**Task prompt:** Could you copy out the records below, substituting "item" for every "instance" and keeping everything else the same?
* Start *
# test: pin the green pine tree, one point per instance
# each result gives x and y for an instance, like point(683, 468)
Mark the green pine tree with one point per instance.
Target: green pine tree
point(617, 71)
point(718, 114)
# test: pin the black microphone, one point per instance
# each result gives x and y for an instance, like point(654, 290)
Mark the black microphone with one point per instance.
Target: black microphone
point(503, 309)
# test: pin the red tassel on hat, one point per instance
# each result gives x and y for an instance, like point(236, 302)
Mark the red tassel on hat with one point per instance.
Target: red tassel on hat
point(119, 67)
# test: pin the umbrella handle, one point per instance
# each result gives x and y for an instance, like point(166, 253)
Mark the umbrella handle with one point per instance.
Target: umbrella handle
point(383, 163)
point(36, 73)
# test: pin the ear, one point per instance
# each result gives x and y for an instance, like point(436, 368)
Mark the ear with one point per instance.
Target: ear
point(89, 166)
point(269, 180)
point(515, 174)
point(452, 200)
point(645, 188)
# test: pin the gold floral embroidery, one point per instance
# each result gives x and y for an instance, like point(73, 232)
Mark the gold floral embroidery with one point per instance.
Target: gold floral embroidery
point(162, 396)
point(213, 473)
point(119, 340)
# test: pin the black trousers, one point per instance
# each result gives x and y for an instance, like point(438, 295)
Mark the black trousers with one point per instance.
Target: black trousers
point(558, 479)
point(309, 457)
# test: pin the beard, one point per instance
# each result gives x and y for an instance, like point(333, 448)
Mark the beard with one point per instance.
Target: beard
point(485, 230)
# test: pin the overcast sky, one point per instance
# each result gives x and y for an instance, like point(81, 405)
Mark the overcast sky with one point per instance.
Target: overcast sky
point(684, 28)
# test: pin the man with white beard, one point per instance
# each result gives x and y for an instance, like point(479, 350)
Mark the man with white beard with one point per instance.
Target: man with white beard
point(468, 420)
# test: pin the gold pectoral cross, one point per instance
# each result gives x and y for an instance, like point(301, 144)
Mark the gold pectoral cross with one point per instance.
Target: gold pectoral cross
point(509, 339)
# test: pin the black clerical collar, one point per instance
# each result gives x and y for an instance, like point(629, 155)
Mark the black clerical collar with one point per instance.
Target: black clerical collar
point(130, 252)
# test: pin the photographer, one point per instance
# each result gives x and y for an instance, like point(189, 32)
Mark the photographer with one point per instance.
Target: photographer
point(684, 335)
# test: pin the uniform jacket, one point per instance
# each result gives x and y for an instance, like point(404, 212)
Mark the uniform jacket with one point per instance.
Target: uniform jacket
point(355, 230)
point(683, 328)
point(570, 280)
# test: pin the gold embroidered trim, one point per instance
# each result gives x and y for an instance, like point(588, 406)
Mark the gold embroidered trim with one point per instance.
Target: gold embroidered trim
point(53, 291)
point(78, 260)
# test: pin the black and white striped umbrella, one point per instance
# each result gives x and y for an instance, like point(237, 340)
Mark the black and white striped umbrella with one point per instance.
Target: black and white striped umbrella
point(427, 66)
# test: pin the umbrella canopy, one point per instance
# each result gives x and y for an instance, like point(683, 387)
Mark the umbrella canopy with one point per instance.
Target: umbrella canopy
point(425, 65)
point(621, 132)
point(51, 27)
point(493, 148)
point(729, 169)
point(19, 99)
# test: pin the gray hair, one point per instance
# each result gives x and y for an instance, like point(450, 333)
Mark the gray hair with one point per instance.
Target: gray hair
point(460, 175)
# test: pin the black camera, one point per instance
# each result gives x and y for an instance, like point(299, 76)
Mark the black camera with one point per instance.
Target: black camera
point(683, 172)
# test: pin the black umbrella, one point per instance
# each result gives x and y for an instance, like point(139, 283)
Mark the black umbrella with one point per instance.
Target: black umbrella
* End *
**Output below:**
# test: pin the green pine tree, one point per item
# each result gives x and y for an item, like point(683, 468)
Mark the green pine tree with one point per item.
Target: green pine tree
point(617, 71)
point(718, 114)
# test: pin the black microphone, one point per item
# each result gives x and y for an item, like point(654, 290)
Mark the black microphone with one point per item.
Target: black microphone
point(503, 309)
# test: pin the red tassel on hat, one point per item
# each result gives x and y for an item, like point(236, 302)
Mark the red tassel on hat with one point per item.
Target: red tassel on hat
point(119, 67)
# test: pin the umbrella handle, one point per item
# each result gives x and y for an item, like point(166, 253)
Mark the umbrella handle with one point per item.
Target: umbrella handle
point(383, 163)
point(36, 73)
# test: pin the ear, one point per item
# each result gives x and y for an item, like point(436, 368)
Mark the ear with one point per item.
Target: ear
point(89, 166)
point(269, 180)
point(515, 174)
point(452, 200)
point(645, 188)
# test: pin the gold floral embroidery, one point per item
# each result gives x and y for an item, like point(73, 232)
Mark the gold floral embroidery with one point per item.
Target: gold floral embroidery
point(162, 396)
point(213, 473)
point(119, 340)
# test: pin the black trousers, one point per item
# each result gives x and y for an item, like point(438, 295)
Mark the black trousers with one point per item.
Target: black trousers
point(558, 479)
point(309, 457)
# test: pin the beard, one point per item
# each result gives x and y for an item, like point(333, 448)
Mark the beard with one point per item.
Target: beard
point(485, 230)
# test: pin the overcast sky, one point per item
# each result gives x and y for an item, like point(81, 405)
Mark the overcast sky with one point per item.
Target: overcast sky
point(684, 28)
# test: pin the man with white beard, one point per item
# each result gives x and y for an item, like point(479, 350)
Mark the man with white beard with one point per item.
Target: man with white beard
point(468, 420)
# test: pin the gold pectoral cross, one point per item
# each result gives x and y for an item, like point(301, 144)
Mark the gold pectoral cross with one point per item.
Target: gold pectoral cross
point(509, 339)
# test: pin the black clerical collar, one point per item
# each result gives x and y for an item, like point(629, 155)
Mark the black clerical collar with one point per item.
Target: black clerical collar
point(130, 252)
# test: pin the photographer, one point per item
# each result gives x and y for an item, like point(189, 32)
Mark the photographer with one point per item.
Target: photographer
point(684, 335)
# test: pin the uniform jacket, one point per item
# each result gives x and y for an item, like point(404, 212)
Mark the uniform jacket with one point per item.
Target: uniform jacket
point(355, 230)
point(683, 328)
point(570, 280)
# test: pin the gold embroidered trim, one point per item
# each result gives x and y for an item, like point(588, 406)
Mark the gold embroidered trim with one point per item.
Target: gold embroidered trim
point(53, 291)
point(78, 260)
# test: pin the black and white striped umbrella, one point per item
# each result gives x and y for an item, like point(237, 340)
Mark the black and white striped umbrella with one point per item.
Target: black and white striped umbrella
point(427, 66)
# test: pin the umbrella canopy, one point per item
# each result gives x and y for an item, like point(683, 387)
Mark the umbrella canopy with one point per item.
Target: umbrella canopy
point(425, 65)
point(621, 132)
point(51, 27)
point(493, 148)
point(729, 169)
point(19, 99)
# test: pin the gray hair, one point per item
# each result gives x and y for an item, like point(450, 333)
Mark the gray hair with one point per item.
Target: gray hair
point(460, 175)
# test: pin the black camera, one point per item
# each result gives x and y for an item, like point(299, 76)
Mark the black camera with one point per item.
Target: black camera
point(683, 172)
# test: pin the black umbrella, one point per item
# each result gives x and y for an item, like point(139, 283)
Mark the black umbrella with one point per item.
Target: black umbrella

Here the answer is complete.